He lived with Charlotte and mother in Las Vegas, and with Charlotte and his
parents in Camarillo, holding out the child as his own. Therefore, he was qualified
8
to assert his rights as a presumed father. (Fam. Code, § 7611, subd. (d); see
Kelsey S., supra, 1 Cal.4th at p. 825, discussing former Fam. Code, § 7004, subd.
(a)(4).) Furthermore, unlike the statutes under review in Kelsey S., section 1516.5
does not prescribe a different standard for terminating the rights of natural fathers
than it does for mothers or presumed fathers. (See Kelsey S., at pp. 824-825.) For
these reasons, the Kelsey S. holding does not apply in this case.
It is, however, conceivable that a parent faced with the termination of his or
her rights under section 1516.5 would be in a position to assert a due process claim
based on a showing analogous to the one we outlined in Kelsey S. Due process
requires “ ‘some showing of unfitness’ ” before a custodial parent’s rights are
terminated. (Quilloin v. Walcott (1978) 434 U.S. 246, 255; see Ann S., supra, __
Cal.4th at p. __.) In Kelsey S., we extended that protection to the natural father
who lacks custody but “promptly comes forward and demonstrates a full
commitment to his parental responsibilities — emotional, financial, and
otherwise.” (Kelsey S., supra, 1 Cal.4th at p. 849.) “In particular, the father must
demonstrate ‘a willingness himself to assume full custody of the child — not
merely to block adoption by others.’ [Citation.] A court should also consider the
father’s public acknowledgement of paternity, payment of pregnancy and birth
expenses commensurate with his ability to do so, and prompt legal action to seek
custody of the child.” (Ibid.)
It seems unlikely that a court would find it in a child’s best interest under
section 1516.5 to terminate the rights of a fully committed, responsible, and
capable parent who finds an extended probate guardianship unavoidable under
exigent circumstances. Nevertheless, factors similar to those set out in Kelsey S.
for evaluating commitment to parental responsibility might support a parent’s
claim that the best interest of the child standard is unconstitutional as applied to
him or her.
This is not such a case. Indeed, father has not asserted that his parental
performance entitles him to special consideration under the due process clause,
9
either in the trial court, the Court of Appeal, or here. The undisputed facts in the
record show that he fell far short of the level of parental commitment
contemplated in Kelsey S. Father manifestly failed to fulfill his parental
responsibilities and did not promptly defend his custodial rights. To the contrary,
he abandoned his responsibilities and formally waived his parental rights when the
guardianship was established. Although he was living with Charlotte in his
parents’ home, and was evidently employed, he yielded custody to his parents as
guardians and further agreed to give up his statutory parental preference in any
future custody proceeding.3 These facts alone would preclude father from
establishing a full commitment to parental responsibility.
3
The Nevada court ordered father to pay child support “based upon [his]
current employment.” At the section 1516.5 hearing, father testified that although
he “might have been between a couple jobs here and there” when living with his
parents, he was a machinist and earned between $40,000 and $80,000 a year.

##########

*Tasks to complete*.
A - In the court opinion excerpt, what occupation and yearly earnings did father give in his testimony at the section 1516.5 hearing?
B - Resume the court opinion excerpt after its final sentence and carry it forward.

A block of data
##########

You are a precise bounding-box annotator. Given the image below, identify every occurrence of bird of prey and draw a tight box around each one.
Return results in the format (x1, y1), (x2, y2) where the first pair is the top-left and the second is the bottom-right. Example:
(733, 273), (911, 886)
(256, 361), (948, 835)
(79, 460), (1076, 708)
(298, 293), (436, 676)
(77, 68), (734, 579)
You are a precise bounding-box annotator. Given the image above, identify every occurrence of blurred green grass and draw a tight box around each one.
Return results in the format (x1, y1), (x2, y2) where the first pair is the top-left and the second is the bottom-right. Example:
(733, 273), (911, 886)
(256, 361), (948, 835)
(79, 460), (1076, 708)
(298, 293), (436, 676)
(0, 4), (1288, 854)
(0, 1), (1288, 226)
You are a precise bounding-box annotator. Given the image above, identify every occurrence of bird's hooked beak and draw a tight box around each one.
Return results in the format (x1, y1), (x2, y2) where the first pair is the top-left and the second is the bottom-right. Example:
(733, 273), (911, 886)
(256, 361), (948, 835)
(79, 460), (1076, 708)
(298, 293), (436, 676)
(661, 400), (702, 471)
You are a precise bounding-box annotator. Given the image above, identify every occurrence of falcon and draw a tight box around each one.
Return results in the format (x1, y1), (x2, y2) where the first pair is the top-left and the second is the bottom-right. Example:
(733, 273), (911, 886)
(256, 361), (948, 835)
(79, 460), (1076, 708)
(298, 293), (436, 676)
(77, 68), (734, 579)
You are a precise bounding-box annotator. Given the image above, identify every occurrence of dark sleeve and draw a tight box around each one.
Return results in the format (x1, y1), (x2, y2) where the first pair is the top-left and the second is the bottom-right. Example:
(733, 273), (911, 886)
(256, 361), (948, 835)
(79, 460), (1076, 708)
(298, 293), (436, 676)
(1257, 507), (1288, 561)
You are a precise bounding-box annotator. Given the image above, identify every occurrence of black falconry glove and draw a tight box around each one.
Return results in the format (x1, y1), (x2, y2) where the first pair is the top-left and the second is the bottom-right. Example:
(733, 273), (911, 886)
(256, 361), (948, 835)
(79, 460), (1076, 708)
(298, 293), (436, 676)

##########

*Answers to the tasks*.
A - He testified that he was a machinist and earned between $40,000 and $80,000 a year.

B -
The stipulated order establishing the guardianship includes the following
provision: “The parties acknowledge that under NRS [Nevada Revised Statutes]
125.500, third parties must demonstrate that the care of a parent is detrimental to a
child in order to gain custody of that child over the desires [of] a parent for the
custody of the child. Ronald [the father] and Linda [the mother] hereby forever
waive any right to apply the standard set forth in NRS 125.500 to the care and
custody of Charlotte by the Plaintiffs [the guardians]. All parties acknowledge
and agree that in all present and future custody proceeding[s] in this or any other
forum in which Ronald and or Linda seek to gain custody or visitation of Charlotte
while Charlotte is in the care of plaintiffs, the sole consideration of the court shall
be the best interests of the minor child, and Plaintiffs will not be required to
demonstrate that visitation with Ronald or Linda would be detrimental to the child,
as set forth in NRS 125.500. Further, Ronald and Linda hereby waive any
preference or right to custody of Charlotte based upon their status as parents of
Charlotte.”

The Nevada statute granting parents preference in custody determinations is
similar to Family Code section 3041, subdivision (a). “Before the court makes an
order awarding custody to any person other than a parent, without the consent of
the parents, it shall make a finding that an award of custody to a parent would be
detrimental to the child and the award to a nonparent is required to serve the best
interest of the child.” (Nev.Rev.Stat. § 125.500.)
10



Father’s subsequent conduct only confirmed his irresponsibility as a parent.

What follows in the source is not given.